» Tugas: Dalam teks tentang sejarah pondok pesantren, siapa yang berpendapat bahwa sistem pesantren sudah ada sejak masa pra-Islam?

» Teks Kutipan:
━━━━━━━━━━━━━━━━
Pondok
pesantren sebagai sebuah institusi pendidikan menurut sebagian ahli sudah ada
sejak masa wali Songo, dalam hal ini masih ada sedikit perbedaan pendapat tentang
Siapa yang pertama kali mendirikan pondok pesantren,[1]
contohnya Karel Steenbrink, yang berpendapat bahwa sistem pesantren sudah ada
sejak masa pra islam.[2]Namun
Terlepas dari kapan sistem pesantren ini ada sejatinya sejak dulu pondok
pesantren sudah memiliki tujuan yang jelas yaitu menciptakan dan mengembangkan
kepribadian muslim yang beriman dan bertakwa dan juga menjadikan masyarakat
mencintai ilmu untuk pengembangan kepribadiannya.[3]
Hal
ini berdasarkan jejak awal sejarah terbentuknya sistem pondok pesantren bermula
dari sebuah tradisi keilmuan yang dikembangkan seorang ulama terhadap
masyarakat setempat, menurut Ziemek Manfred, Mulanya ulama tersebut mendirikan
tempat untuk mengaji sekaligus beribadah seperti langgar, mushola, surau atau
masjid. Biasanya pengajian dilakukan setelah sholat, dimulai dari sini banyak
masyarakat setempat yang tertarik untuk terus belajar, lambat laun, masyarakat
yang ingin ikut pengajian semakin bertambah seiring dengan tersebarnya kabar
tentang sang ulama dari dari mulut ke mulut.
Semakin
lama materi yang diajarkan di pengajian semakin beragam yang mulanya hanya
mengaji alquran berkembang hingga mempelajari bahasa Arab dan segala khazanah
Islam yang dikuasai oleh ulama tersebut. Seiring dengan bertambahnya masyarakat
yang ingin belajar bukan hanya dari daerah itu melainkan juga daerah lain.
━━━━━━━━━━━━━━━━
» Data yang Diberikan:
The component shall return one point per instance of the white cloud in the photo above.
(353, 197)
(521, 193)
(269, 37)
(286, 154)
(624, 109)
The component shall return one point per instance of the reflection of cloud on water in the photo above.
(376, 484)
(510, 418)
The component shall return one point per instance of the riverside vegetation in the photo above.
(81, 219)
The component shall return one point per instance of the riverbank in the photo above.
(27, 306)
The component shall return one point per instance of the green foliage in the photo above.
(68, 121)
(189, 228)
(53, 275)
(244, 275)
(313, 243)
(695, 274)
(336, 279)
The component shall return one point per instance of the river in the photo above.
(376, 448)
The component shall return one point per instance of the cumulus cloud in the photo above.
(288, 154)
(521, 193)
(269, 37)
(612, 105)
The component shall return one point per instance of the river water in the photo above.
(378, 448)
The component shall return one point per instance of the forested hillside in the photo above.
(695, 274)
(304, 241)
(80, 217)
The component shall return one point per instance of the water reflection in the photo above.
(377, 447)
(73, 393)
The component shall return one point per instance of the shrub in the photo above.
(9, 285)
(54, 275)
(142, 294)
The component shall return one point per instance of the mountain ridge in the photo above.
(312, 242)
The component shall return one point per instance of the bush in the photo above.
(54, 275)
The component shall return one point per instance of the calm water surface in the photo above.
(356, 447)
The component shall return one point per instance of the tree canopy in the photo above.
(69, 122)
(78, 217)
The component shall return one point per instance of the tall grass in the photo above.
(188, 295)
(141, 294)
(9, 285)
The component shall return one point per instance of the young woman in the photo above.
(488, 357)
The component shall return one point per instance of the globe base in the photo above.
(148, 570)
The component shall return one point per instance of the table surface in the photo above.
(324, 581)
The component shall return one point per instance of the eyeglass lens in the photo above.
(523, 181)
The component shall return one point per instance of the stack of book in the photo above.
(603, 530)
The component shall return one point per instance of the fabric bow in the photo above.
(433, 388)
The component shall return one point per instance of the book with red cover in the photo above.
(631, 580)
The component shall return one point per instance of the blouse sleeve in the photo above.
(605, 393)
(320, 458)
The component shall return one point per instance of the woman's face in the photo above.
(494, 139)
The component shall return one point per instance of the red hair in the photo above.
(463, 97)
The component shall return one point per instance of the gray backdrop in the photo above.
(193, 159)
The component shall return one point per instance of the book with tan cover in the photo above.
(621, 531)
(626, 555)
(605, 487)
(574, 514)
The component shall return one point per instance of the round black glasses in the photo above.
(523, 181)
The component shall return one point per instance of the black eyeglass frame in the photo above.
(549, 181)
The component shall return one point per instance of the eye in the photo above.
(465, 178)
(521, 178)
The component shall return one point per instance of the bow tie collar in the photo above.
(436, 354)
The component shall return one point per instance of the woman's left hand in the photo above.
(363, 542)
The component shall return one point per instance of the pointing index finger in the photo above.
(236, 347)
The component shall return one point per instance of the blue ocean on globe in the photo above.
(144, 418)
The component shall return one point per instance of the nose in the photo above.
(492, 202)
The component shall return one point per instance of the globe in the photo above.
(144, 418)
━━━━━━━━━━━━━━━━
» Jawaban Lengkap: Karel Steenbrink.